Text ->
The fragility of the election results likewise became apparent in the difficult negotiations over the drafting of the provisional constitution. These nearly broke down over a number of issues, one of which was the excessive haste on the part of the current U.S. Administration to get the constitution out before the deadline it had set for itself, as well as, and even more importantly, the fear that the federalist formula proposed in the draft constitution would lead to the partitioning of the country.

From around mid-2004, statements by officials of the coalition indicated its incipient dissolution resulting from a combination of factors. These include escalating attacks by the resistance, a development concealed by a media blackout; rising popular opposition to the occupation both in Iraq and in the lead coalition countries (April 2005 witnessed anti-occupation demonstrations which began in the same Firdaws Square from which the statue of Saddam Hussein had been removed); and an accumulation of reports on the practices of the occupying authorities and the regime. These reports exposed human rights violations and corruption in the disposal of the Iraqi people’s wealth and resources.

Mounting evidence of the evils accompanying the occupation of Iraq may have reached the point where growing opposition to it has begun to wear away at the coalition, a group pieced together by the current U.S. administration for purposes irreconcilable with international law, much less with a victory for freedom.

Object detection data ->
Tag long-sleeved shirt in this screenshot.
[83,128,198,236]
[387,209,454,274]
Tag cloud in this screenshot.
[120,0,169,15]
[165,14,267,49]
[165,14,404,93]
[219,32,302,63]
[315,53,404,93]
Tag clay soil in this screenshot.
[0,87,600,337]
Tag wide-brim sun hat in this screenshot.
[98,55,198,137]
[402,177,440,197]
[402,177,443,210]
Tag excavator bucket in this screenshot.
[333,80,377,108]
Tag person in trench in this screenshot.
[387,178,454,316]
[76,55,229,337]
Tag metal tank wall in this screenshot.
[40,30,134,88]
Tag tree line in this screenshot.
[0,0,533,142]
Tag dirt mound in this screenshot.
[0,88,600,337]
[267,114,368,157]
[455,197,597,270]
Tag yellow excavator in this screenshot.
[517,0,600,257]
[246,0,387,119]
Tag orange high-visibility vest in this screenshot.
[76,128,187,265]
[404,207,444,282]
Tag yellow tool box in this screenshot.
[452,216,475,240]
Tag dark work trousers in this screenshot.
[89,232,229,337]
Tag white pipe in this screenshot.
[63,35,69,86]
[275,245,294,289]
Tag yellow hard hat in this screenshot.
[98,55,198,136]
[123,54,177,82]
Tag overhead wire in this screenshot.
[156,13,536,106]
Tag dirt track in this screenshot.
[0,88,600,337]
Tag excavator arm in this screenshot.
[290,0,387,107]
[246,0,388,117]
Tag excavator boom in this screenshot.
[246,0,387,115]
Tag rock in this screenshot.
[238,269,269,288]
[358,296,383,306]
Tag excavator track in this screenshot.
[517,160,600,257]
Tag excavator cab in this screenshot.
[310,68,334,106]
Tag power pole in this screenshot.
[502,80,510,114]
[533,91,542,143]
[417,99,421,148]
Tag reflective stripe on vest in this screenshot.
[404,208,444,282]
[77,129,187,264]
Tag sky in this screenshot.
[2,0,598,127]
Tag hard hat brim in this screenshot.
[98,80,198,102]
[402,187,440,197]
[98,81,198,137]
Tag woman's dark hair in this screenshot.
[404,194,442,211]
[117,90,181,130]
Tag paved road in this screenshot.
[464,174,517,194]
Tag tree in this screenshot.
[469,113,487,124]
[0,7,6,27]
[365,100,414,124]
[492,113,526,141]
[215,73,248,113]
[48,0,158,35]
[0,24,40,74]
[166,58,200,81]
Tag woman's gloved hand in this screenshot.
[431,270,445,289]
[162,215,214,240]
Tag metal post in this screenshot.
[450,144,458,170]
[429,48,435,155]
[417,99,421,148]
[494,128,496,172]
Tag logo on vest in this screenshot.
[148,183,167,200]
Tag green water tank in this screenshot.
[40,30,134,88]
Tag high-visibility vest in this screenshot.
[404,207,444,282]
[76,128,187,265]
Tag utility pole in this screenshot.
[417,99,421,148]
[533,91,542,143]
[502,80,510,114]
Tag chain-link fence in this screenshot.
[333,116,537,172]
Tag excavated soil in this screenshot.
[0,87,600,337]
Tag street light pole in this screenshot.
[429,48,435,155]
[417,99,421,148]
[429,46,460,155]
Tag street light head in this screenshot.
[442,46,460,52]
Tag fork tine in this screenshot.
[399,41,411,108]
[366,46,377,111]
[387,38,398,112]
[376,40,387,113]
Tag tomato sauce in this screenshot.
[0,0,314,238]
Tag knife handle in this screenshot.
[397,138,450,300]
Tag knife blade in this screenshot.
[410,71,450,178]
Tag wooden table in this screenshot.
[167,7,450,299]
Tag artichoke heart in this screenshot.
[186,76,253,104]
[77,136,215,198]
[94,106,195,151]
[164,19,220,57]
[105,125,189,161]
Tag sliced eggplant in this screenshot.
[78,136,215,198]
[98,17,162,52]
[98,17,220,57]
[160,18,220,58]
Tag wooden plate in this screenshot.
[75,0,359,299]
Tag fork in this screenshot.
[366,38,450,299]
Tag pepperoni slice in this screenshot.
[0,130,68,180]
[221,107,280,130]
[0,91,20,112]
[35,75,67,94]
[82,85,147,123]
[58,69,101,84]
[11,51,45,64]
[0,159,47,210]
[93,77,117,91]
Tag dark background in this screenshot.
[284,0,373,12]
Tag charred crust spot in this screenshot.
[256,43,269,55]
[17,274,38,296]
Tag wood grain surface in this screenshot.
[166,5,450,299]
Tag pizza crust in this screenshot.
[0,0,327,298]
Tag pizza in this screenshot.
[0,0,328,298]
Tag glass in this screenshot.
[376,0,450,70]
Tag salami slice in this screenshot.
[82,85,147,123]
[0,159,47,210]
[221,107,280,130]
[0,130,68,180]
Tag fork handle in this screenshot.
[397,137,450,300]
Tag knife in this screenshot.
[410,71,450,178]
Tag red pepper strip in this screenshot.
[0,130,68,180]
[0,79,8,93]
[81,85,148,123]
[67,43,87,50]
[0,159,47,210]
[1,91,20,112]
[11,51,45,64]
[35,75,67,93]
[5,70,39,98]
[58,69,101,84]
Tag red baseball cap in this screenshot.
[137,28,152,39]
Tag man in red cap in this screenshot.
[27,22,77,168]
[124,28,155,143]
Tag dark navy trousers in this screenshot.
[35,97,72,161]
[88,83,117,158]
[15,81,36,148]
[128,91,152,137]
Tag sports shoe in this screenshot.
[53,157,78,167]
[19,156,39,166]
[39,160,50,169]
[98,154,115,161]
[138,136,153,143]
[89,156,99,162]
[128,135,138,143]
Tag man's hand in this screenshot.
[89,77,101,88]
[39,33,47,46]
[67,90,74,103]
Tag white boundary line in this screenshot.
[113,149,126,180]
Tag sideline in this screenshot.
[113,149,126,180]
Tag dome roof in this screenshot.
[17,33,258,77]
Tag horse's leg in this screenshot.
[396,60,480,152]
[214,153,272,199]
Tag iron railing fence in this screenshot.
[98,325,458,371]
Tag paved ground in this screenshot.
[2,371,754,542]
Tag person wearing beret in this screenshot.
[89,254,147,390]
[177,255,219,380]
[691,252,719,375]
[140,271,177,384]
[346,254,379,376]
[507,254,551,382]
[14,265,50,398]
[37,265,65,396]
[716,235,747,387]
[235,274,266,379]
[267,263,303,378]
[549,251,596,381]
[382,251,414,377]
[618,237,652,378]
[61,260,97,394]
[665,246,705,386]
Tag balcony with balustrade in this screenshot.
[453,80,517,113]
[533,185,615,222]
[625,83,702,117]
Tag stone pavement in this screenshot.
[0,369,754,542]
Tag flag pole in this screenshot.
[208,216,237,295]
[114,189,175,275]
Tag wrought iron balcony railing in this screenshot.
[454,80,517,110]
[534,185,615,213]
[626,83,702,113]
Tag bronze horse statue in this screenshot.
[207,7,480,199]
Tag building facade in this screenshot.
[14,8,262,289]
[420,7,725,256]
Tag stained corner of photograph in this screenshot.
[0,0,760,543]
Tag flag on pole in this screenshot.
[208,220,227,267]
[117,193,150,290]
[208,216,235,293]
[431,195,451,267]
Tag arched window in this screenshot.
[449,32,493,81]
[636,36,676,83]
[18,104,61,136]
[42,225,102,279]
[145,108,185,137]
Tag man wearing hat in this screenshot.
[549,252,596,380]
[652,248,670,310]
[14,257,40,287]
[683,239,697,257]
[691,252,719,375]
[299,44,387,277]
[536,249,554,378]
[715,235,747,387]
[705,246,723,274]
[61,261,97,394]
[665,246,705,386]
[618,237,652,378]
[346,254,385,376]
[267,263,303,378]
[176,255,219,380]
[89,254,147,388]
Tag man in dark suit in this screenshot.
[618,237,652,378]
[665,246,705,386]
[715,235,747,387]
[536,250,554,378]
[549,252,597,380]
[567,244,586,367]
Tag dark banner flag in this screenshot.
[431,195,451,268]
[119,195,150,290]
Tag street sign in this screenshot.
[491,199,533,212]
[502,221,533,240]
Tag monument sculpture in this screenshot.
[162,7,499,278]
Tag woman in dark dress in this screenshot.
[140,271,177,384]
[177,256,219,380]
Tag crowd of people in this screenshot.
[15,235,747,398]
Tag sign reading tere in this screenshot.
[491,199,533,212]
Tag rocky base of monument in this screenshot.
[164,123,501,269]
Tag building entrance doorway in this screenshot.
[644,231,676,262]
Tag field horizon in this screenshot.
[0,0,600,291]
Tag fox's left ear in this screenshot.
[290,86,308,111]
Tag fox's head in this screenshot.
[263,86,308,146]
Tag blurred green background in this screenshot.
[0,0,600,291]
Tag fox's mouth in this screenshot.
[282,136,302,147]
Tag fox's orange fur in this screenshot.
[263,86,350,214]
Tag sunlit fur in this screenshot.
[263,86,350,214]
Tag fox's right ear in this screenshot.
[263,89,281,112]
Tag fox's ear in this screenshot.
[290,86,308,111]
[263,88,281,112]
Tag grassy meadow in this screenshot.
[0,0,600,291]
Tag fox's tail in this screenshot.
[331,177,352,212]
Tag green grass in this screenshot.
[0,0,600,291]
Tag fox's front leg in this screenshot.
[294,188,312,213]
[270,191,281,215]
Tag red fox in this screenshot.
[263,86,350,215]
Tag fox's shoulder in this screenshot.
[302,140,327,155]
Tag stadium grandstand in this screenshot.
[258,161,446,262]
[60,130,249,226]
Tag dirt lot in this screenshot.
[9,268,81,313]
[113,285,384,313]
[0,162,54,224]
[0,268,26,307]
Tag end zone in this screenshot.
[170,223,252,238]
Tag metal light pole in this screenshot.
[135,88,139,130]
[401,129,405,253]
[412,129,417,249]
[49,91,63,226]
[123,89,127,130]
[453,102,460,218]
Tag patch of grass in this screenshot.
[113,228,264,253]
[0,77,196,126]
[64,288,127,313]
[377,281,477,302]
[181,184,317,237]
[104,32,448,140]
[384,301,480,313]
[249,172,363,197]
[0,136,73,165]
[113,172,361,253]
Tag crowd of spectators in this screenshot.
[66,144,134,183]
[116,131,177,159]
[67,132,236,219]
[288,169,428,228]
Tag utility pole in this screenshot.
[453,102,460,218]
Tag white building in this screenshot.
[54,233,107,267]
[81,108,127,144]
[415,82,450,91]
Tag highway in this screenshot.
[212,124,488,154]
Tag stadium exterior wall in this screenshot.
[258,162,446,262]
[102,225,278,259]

Your tasks ->
1. From the text on the occupation of Iraq, quote the passage starting at "Mounting evidence of" and ending at "victory for freedom.".
2. Convert the rows starting at the line containing "Tag stained corner" and ending at the line containing "[89,254,147,388]" into a JSON list of strings, one string per line, skipping blank lines.

Worked solutions ->
1.
Mounting evidence of the evils accompanying the occupation of Iraq may have reached the point where growing opposition to it has begun to wear away at the coalition, a group pieced together by the current U.S. administration for purposes irreconcilable with international law, much less with a victory for freedom.

2.
[
  "Tag stained corner of photograph in this screenshot.",
  "[0,0,760,543]",
  "Tag flag on pole in this screenshot.",
  "[208,220,227,267]",
  "[117,193,150,290]",
  "[208,216,235,293]",
  "[431,195,451,267]",
  "Tag arched window in this screenshot.",
  "[449,32,493,81]",
  "[636,36,676,83]",
  "[18,104,61,136]",
  "[42,225,102,279]",
  "[145,108,185,137]",
  "Tag man wearing hat in this screenshot.",
  "[549,252,596,380]",
  "[652,248,670,310]",
  "[14,257,40,287]",
  "[683,239,697,257]",
  "[691,252,719,375]",
  "[299,44,387,277]",
  "[536,249,554,378]",
  "[715,235,747,387]",
  "[705,246,723,274]",
  "[61,261,97,394]",
  "[665,246,705,386]",
  "[618,237,652,378]",
  "[346,254,385,376]",
  "[267,263,303,378]",
  "[176,255,219,380]",
  "[89,254,147,388]"
]